Task goal » Return word for word the lines of the records below, starting at the line that contains "of the finger" and stopping after the final line of the records, with both ends included.

Task material »
— Start —
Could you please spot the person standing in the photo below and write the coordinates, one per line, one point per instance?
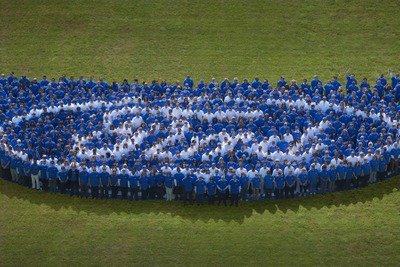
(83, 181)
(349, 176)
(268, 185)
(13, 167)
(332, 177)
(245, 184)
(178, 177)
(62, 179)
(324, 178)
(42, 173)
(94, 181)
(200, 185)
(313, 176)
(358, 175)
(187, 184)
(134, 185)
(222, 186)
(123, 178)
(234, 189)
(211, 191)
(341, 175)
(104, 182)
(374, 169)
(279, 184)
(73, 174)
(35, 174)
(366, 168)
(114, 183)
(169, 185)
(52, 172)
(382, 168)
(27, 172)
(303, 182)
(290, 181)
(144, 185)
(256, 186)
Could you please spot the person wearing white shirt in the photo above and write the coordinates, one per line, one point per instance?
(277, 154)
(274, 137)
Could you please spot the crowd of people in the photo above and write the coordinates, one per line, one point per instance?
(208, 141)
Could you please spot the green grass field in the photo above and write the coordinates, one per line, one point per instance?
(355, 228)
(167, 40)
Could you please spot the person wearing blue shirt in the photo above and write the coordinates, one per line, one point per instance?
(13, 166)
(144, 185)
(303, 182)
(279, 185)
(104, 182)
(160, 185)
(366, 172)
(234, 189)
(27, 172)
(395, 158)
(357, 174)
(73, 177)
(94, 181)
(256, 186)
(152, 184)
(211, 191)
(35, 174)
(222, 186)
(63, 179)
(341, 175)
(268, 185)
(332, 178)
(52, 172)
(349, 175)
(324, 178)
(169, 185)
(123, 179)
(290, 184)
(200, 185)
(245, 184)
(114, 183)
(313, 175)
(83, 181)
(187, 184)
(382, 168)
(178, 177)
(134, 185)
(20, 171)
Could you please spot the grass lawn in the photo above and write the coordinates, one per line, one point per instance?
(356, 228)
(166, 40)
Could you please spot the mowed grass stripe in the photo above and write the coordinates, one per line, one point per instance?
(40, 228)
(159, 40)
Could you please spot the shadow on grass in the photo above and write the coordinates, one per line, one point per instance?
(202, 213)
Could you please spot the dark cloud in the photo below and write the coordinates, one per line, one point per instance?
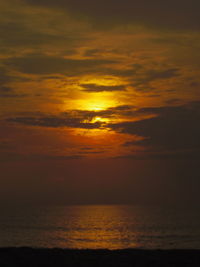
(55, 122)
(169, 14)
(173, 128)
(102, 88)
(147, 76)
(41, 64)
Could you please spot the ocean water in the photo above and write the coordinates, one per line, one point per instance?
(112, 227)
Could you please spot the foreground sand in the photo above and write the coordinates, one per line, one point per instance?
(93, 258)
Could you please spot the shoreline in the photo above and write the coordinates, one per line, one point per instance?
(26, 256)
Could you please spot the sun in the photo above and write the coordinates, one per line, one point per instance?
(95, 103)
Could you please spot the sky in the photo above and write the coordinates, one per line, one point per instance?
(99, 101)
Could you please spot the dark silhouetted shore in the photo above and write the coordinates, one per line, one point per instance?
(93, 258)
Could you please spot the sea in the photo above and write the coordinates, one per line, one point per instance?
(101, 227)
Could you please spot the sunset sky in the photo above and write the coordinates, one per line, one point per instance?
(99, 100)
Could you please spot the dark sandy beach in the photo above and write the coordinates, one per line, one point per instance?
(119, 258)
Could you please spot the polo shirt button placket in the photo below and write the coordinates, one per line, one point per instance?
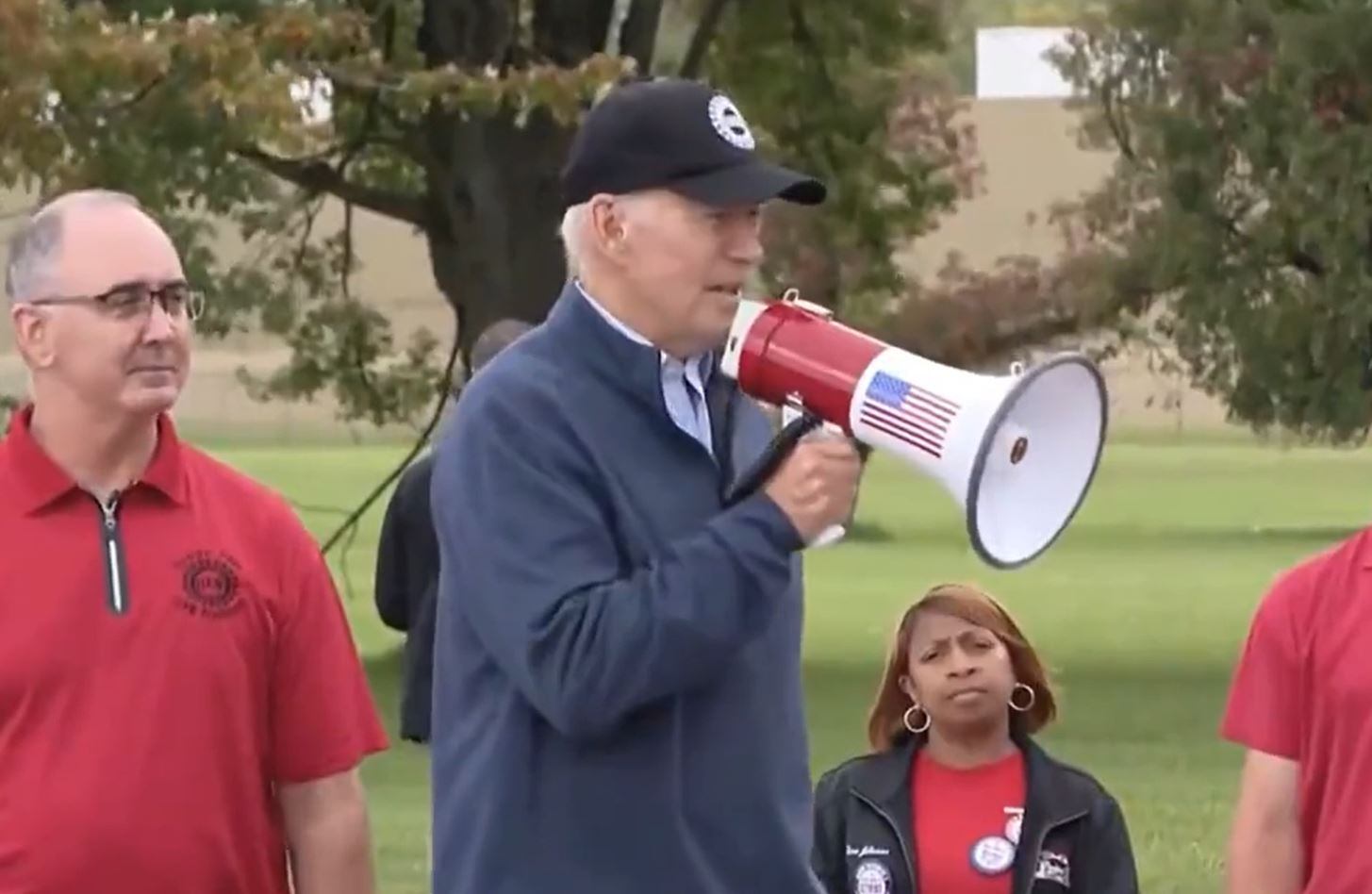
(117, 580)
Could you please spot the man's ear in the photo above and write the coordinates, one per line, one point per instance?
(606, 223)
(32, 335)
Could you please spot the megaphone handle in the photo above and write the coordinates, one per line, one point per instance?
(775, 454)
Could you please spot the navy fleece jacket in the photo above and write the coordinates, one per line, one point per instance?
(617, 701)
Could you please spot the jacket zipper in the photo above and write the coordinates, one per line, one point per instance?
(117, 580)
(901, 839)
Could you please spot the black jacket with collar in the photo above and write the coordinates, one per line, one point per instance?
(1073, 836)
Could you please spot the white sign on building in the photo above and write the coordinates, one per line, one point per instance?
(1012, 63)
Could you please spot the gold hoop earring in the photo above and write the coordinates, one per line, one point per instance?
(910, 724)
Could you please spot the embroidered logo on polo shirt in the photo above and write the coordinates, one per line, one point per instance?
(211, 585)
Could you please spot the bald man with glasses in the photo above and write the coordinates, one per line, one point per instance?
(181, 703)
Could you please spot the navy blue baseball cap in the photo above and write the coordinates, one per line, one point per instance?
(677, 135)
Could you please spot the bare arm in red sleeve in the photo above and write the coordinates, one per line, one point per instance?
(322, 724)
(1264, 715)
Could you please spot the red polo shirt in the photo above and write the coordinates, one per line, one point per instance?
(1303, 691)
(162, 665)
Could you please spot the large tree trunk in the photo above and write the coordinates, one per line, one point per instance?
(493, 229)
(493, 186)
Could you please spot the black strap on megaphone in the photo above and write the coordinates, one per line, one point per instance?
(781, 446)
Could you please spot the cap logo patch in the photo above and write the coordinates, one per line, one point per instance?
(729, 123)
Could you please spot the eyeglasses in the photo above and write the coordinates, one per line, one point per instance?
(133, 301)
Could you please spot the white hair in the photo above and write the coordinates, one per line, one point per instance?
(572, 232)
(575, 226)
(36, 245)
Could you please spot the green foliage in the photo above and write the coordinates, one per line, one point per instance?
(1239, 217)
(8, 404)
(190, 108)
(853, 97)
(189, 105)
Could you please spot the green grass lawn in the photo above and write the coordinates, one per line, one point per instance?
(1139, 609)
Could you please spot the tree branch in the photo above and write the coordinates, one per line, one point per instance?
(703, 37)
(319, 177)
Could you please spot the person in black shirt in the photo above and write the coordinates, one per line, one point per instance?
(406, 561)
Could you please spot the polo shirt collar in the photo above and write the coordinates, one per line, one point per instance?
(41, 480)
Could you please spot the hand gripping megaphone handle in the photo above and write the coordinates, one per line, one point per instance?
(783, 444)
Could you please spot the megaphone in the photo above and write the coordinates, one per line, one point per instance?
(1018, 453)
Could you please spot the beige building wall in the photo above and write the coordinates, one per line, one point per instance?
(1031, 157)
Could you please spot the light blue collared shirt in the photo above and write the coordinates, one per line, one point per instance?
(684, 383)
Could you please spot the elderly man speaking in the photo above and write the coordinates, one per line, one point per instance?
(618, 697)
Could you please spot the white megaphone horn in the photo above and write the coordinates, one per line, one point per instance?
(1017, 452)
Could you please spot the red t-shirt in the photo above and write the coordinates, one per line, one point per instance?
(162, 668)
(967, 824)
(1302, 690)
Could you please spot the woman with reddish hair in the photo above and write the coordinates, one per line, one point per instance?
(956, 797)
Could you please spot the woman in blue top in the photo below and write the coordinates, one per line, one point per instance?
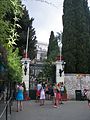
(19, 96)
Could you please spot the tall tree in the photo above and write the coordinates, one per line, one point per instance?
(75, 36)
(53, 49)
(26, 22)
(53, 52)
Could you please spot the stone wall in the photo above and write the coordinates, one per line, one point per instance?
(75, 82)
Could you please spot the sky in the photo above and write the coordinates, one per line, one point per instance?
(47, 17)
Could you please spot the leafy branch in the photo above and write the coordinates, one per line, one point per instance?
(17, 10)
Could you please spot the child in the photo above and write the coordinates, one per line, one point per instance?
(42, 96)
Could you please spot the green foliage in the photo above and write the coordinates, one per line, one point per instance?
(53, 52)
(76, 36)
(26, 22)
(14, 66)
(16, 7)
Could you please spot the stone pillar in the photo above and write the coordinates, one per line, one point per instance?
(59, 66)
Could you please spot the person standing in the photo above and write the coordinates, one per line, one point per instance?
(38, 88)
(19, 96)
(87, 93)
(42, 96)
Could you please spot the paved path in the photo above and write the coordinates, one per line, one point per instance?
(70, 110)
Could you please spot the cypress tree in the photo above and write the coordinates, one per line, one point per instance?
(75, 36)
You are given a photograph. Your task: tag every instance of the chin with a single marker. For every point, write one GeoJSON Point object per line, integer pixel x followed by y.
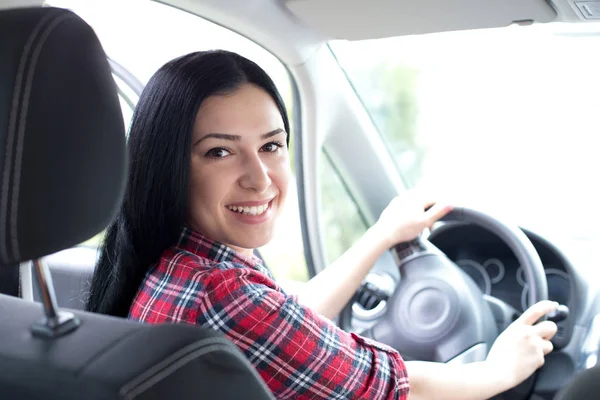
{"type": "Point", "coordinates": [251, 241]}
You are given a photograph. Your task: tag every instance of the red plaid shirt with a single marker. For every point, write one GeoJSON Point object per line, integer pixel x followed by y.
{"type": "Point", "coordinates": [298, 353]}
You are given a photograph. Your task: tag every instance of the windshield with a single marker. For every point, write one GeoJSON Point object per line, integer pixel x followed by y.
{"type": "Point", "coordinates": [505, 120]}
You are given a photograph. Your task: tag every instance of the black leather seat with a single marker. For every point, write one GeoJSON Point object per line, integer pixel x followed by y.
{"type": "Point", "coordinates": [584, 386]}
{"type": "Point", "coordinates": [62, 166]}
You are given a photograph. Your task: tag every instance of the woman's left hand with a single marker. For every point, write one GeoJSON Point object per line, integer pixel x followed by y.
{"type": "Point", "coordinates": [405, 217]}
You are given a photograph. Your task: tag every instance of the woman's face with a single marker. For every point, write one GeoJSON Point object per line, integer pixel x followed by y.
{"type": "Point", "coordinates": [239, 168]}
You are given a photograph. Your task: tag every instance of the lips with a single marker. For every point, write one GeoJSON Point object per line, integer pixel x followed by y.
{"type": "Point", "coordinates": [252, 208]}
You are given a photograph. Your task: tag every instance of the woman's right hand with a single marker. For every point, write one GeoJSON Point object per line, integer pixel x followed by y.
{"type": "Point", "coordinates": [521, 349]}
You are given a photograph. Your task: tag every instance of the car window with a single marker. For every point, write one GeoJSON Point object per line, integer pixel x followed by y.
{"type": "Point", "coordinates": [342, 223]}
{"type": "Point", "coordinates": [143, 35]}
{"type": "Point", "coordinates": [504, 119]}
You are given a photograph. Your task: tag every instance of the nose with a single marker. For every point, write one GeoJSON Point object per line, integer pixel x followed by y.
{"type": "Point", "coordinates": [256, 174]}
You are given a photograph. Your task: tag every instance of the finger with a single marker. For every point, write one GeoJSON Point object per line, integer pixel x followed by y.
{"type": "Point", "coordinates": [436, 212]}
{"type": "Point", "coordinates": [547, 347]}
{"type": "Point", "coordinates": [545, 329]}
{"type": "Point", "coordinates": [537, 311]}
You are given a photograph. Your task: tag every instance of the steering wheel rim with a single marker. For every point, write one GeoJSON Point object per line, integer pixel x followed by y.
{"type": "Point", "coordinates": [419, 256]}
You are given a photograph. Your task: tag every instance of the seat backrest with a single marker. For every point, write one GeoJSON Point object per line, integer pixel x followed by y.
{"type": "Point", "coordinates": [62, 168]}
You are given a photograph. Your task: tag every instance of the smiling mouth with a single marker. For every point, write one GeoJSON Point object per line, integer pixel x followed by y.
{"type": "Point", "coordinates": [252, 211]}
— End —
Written solution »
You are given a photograph. Your task: tag every instance of the finger with a single marker. For every point, write one GeoJSON Point object per line, integer pixel x followed by y.
{"type": "Point", "coordinates": [436, 212]}
{"type": "Point", "coordinates": [547, 347]}
{"type": "Point", "coordinates": [545, 329]}
{"type": "Point", "coordinates": [537, 311]}
You are given a photograph. Your task: tag every instance of the steering wheel rim with a single marker. For every point, write one GeoJSON Point object per line, integer pixel x followed by y.
{"type": "Point", "coordinates": [419, 256]}
You are given a photograph. Your task: tag every instance of the seat backrest with a single marker. For every point, write one GeoJSON Point object per line, integer pixel x followed by y.
{"type": "Point", "coordinates": [62, 168]}
You are given a photograph. Your task: tag every instance of the smiling mouth with a single marker. For every point, write one GeoJSON Point object per line, integer pixel x followed by y.
{"type": "Point", "coordinates": [252, 211]}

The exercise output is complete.